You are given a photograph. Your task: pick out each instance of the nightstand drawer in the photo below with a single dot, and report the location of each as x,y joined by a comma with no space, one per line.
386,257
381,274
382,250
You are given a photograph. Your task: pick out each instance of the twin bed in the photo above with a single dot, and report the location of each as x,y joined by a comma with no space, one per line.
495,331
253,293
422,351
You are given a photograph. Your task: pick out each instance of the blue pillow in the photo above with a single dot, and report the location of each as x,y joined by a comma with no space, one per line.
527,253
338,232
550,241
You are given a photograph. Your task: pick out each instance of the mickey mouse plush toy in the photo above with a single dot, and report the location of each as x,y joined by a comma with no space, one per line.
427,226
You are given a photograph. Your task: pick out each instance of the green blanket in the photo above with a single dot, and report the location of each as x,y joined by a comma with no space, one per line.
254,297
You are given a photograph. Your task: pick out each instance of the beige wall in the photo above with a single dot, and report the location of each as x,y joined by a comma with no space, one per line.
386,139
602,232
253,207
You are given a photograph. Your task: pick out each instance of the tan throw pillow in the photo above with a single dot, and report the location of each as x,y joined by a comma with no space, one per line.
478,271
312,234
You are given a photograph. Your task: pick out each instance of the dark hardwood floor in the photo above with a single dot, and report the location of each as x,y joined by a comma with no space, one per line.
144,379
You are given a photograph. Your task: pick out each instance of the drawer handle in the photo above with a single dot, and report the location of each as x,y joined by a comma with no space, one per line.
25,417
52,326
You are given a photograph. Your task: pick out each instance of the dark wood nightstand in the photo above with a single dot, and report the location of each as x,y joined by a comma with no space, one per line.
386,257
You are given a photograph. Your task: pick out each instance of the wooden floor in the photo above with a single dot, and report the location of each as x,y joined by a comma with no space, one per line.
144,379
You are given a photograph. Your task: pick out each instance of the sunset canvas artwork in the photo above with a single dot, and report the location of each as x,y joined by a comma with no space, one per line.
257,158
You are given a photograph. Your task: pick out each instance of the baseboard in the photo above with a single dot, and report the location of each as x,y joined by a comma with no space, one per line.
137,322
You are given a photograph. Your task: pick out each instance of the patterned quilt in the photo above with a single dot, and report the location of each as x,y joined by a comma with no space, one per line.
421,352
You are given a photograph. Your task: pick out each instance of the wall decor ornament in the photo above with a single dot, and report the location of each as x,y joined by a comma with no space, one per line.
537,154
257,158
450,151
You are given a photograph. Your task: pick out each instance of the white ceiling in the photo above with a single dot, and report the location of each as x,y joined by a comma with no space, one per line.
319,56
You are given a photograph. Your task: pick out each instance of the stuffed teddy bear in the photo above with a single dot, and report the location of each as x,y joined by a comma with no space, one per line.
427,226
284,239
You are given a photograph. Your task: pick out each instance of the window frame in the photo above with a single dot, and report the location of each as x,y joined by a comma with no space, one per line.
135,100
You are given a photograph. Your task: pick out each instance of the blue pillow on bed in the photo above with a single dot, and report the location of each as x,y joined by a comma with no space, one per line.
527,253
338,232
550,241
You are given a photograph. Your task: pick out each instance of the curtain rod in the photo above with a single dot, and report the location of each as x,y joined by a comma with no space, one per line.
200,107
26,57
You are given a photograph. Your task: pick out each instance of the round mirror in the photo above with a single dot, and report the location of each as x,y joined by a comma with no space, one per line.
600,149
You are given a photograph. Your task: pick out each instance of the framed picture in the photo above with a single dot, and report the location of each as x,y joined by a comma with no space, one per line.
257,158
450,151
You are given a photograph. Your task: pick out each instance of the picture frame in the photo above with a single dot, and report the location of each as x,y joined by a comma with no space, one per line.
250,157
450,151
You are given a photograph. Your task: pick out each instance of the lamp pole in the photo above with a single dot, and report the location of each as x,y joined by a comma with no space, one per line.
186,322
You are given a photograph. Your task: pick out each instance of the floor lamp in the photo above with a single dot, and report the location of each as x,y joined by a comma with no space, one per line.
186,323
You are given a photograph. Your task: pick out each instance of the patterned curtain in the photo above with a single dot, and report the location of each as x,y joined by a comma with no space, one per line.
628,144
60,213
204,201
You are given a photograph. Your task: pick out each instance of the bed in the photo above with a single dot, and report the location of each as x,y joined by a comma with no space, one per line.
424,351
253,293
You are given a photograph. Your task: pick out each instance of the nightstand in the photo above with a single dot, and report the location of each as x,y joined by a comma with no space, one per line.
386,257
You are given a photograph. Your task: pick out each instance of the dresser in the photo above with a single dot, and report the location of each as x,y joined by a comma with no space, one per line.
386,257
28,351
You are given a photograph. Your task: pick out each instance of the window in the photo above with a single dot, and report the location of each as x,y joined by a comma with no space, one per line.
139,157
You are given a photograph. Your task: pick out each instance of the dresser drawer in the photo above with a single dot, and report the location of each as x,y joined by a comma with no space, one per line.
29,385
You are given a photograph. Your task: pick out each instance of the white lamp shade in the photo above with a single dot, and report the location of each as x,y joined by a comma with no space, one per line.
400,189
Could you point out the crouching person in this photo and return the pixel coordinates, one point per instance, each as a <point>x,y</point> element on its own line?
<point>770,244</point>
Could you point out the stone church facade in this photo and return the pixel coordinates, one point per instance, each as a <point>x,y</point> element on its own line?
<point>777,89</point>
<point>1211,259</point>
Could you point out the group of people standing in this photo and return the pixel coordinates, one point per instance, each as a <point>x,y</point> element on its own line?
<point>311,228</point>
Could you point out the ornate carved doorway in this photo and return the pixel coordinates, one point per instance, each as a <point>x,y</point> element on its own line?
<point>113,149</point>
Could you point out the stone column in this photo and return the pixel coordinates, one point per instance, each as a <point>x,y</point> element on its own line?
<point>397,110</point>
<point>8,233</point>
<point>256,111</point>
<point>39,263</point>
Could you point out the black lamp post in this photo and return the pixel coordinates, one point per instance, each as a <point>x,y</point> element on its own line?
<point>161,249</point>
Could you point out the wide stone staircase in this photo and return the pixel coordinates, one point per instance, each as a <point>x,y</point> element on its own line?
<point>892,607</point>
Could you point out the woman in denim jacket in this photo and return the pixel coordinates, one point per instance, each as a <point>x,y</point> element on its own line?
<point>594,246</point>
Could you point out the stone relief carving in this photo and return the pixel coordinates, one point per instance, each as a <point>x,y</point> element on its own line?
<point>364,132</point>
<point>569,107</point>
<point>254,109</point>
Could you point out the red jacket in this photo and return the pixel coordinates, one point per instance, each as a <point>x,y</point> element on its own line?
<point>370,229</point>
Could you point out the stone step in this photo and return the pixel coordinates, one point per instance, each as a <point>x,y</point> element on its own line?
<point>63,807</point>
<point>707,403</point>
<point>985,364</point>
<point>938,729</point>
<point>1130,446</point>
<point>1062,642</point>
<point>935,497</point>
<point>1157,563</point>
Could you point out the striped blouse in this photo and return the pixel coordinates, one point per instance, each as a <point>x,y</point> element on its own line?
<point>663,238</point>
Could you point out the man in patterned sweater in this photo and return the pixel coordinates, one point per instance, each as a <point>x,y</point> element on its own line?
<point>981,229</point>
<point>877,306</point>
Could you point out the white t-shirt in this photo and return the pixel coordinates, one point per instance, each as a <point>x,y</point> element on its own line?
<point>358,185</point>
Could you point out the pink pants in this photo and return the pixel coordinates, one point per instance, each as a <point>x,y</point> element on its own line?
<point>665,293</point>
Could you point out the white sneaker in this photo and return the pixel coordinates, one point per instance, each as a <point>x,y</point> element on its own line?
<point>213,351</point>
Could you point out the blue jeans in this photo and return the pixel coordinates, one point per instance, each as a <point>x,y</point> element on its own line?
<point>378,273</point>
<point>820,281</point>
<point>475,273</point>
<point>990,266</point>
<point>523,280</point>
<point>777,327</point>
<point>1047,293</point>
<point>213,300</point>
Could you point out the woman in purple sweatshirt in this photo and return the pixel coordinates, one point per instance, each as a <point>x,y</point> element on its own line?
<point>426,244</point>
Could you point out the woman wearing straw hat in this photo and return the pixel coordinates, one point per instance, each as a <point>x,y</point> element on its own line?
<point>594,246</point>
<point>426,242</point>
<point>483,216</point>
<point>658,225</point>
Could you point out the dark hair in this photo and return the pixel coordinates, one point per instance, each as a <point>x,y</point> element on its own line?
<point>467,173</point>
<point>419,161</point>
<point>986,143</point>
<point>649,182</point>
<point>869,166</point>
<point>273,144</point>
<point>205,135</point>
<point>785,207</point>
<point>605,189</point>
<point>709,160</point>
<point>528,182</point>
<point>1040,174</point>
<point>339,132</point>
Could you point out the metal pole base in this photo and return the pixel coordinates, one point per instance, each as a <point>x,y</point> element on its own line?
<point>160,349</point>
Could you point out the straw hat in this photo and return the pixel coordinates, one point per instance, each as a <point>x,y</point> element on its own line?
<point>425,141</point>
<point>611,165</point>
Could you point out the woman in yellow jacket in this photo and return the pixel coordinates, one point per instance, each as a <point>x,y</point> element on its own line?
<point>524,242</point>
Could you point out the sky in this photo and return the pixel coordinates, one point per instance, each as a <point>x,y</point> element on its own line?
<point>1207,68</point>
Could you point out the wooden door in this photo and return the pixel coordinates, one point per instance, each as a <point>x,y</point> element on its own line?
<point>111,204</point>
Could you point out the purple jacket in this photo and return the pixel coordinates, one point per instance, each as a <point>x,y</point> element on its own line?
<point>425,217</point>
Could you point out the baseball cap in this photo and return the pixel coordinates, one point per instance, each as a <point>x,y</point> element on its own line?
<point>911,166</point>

■ Short task ■
Extract, exactly, the lines above that begin at the line containing "Could you point out the metal" and end at the final line of the records; add no other text.

■ Exercise output ■
Could you point out the metal pole base in this photo and return the pixel coordinates, one point per instance, each as a <point>x,y</point> element on its own line?
<point>160,349</point>
Could you point out the straw hat in this photo and return the pixel coordinates, one point per instance, each as a <point>x,y</point> element on its own line?
<point>425,141</point>
<point>611,165</point>
Could you point out the woman in yellow jacket in this photo and return the pixel coordinates, one point per instance, each as a <point>x,y</point> element on its own line?
<point>524,242</point>
Could you point out the sky in this photo and return the pixel coordinates, one point per instance, each as a <point>x,y</point> element on its own line?
<point>1207,68</point>
Could you point out the wooden door in this photo and return the pixel coordinates, one point per instance, each as a <point>x,y</point> element on its own line?
<point>111,204</point>
Could you point out the purple jacket in this photo and return the pixel coordinates, one point per instance, each as a <point>x,y</point> element on its own line?
<point>425,217</point>
Could you point out the baseball cap in this photo and return the pixel coordinates, one point per instance, each as a <point>x,y</point> element on its own line?
<point>911,166</point>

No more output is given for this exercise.